• **TASK DESCRIPTION**: Include in the output the line containing "Can you tell me where the jacket" and each subsequent line of the records, through the end, transcribed exactly. Add nothing else.

• **AVAILABLE RECORDS**:
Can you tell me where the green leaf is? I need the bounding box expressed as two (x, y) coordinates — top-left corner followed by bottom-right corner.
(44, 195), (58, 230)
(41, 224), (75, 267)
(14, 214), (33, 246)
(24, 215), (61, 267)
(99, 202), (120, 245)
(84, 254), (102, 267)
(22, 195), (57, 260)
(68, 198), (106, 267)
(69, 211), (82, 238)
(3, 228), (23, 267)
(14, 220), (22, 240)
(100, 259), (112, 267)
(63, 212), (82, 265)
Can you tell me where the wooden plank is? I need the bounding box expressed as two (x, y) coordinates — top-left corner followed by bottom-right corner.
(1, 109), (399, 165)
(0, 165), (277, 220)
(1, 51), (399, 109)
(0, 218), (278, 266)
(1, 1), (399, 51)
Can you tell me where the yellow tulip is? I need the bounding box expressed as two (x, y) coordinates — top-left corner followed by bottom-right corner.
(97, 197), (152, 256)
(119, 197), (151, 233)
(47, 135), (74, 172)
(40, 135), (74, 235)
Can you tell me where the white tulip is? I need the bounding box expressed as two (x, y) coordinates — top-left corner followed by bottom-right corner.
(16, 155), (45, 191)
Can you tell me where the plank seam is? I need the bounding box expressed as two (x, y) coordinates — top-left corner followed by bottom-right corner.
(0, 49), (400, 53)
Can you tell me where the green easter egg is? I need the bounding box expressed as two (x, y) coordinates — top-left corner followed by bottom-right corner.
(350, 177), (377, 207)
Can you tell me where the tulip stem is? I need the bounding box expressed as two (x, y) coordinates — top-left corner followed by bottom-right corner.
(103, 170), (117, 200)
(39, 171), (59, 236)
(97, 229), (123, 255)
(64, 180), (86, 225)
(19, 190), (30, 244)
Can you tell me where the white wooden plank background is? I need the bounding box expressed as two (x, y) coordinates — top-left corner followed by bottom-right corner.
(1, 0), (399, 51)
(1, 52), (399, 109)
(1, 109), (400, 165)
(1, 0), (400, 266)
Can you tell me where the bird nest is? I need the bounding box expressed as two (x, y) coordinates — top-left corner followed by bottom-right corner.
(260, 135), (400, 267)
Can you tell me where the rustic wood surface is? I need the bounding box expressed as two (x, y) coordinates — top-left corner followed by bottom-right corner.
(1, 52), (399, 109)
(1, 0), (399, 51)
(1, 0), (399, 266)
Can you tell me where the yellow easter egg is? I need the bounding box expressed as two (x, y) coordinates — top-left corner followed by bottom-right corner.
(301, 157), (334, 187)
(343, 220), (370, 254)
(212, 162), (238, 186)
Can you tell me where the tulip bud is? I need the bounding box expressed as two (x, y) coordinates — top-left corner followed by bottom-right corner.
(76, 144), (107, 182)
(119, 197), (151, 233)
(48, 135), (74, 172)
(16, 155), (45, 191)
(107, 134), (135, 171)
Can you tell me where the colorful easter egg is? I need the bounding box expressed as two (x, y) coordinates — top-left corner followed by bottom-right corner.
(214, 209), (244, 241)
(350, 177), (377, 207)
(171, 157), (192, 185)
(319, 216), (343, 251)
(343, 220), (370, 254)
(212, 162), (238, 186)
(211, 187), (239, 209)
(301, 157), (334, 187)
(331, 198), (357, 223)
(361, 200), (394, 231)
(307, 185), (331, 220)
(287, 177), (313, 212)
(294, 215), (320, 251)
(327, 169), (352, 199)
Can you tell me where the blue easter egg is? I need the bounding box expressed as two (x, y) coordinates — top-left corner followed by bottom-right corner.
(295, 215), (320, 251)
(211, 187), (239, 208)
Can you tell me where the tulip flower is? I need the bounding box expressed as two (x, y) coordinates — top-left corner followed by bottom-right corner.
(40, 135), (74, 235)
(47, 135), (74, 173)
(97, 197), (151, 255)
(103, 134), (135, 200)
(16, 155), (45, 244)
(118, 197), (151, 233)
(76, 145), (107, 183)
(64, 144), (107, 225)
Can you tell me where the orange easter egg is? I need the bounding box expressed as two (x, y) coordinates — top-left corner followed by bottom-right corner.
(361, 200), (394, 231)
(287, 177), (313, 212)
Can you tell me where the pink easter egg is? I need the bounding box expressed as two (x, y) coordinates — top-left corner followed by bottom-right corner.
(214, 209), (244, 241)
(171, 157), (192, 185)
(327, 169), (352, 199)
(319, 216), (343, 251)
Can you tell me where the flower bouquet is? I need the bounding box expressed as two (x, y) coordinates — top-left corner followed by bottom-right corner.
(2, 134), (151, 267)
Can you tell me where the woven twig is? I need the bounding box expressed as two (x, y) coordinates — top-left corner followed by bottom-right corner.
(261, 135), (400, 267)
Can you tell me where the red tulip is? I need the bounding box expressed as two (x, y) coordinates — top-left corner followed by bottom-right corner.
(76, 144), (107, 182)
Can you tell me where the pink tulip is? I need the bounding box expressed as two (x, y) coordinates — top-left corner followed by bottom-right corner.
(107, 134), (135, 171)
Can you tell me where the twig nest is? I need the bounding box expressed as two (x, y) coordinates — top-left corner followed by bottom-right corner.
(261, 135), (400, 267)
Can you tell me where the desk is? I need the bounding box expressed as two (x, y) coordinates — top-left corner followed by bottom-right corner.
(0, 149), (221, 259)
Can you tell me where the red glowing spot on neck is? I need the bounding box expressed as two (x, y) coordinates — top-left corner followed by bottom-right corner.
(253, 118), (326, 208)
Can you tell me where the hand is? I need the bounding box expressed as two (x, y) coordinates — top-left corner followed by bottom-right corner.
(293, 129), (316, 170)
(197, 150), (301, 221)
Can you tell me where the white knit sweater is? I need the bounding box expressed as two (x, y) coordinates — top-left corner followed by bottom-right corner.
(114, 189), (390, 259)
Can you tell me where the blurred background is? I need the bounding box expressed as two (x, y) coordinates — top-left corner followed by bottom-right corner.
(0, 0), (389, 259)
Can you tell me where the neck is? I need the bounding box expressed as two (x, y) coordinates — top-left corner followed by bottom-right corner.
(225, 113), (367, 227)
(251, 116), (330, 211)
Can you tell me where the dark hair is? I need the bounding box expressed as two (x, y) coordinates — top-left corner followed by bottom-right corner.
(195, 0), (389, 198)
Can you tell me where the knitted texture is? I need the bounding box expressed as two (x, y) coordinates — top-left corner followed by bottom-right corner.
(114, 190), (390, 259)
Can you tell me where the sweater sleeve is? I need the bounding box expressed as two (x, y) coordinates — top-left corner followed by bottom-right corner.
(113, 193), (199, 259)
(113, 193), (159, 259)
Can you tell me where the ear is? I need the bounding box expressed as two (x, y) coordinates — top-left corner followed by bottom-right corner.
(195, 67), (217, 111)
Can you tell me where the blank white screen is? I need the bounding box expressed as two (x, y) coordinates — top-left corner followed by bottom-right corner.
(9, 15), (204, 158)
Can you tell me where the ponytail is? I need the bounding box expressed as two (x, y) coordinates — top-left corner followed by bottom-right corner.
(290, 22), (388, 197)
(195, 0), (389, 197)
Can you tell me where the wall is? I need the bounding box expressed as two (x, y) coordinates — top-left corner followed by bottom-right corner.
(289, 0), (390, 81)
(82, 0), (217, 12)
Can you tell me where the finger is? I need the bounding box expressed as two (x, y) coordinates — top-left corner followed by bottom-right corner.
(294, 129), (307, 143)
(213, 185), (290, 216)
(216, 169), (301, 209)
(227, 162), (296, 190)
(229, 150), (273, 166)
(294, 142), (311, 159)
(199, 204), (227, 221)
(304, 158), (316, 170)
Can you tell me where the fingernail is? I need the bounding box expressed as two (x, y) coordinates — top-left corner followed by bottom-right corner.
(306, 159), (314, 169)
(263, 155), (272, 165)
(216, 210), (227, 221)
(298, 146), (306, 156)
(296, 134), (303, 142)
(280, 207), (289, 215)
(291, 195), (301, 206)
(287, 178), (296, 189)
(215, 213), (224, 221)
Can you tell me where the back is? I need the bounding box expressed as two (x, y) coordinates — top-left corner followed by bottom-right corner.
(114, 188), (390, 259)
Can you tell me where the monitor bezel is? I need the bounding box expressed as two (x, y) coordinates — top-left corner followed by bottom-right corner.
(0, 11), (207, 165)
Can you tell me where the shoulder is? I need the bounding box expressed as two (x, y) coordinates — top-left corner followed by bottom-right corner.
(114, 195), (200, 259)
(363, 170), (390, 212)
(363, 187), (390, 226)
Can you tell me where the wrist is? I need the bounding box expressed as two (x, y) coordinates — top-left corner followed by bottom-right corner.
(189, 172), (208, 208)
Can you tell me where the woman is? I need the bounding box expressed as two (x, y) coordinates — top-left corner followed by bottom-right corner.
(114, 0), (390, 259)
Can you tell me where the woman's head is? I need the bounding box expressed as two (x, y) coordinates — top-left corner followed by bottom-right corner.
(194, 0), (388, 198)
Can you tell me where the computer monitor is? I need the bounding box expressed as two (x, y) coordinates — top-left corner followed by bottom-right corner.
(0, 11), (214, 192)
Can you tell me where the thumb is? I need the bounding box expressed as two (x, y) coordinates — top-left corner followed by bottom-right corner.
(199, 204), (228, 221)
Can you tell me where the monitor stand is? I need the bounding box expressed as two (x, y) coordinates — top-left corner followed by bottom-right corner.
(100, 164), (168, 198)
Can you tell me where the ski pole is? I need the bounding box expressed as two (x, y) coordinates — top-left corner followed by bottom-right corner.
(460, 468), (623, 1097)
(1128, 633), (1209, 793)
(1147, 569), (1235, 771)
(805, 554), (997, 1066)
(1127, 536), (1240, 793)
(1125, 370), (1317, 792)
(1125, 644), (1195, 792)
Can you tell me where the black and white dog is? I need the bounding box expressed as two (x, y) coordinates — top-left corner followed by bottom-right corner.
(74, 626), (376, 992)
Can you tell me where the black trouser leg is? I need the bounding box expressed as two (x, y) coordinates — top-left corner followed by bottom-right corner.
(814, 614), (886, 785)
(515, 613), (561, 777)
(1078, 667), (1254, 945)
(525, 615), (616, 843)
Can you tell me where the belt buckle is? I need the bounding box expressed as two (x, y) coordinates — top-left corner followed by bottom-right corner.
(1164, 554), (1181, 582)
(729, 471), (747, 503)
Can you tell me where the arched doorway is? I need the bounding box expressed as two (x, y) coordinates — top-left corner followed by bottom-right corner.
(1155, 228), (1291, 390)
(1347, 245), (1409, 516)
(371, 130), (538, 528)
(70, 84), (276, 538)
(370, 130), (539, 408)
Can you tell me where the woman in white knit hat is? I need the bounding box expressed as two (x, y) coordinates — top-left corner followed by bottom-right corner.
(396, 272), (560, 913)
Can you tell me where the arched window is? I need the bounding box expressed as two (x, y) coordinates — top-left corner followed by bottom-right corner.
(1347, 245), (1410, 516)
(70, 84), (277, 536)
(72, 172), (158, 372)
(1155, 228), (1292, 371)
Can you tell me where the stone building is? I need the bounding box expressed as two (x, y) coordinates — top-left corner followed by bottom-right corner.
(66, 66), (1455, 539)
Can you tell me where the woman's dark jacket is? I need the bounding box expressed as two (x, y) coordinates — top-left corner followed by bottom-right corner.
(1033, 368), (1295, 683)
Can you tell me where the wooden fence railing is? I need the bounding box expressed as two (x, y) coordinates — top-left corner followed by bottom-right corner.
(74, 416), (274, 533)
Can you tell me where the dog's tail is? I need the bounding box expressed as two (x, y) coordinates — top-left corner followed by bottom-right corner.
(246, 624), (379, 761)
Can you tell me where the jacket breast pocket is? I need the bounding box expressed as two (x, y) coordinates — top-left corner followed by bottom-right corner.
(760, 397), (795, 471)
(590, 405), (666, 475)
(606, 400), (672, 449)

• **OUTPUT FOR THIS EXERCISE**:
Can you tell me where the jacket breast pocket is? I need the bounding box expressed as two (x, y) coordinates — top-left corner followed by bottom-right corner.
(760, 397), (795, 471)
(590, 405), (666, 475)
(606, 400), (672, 449)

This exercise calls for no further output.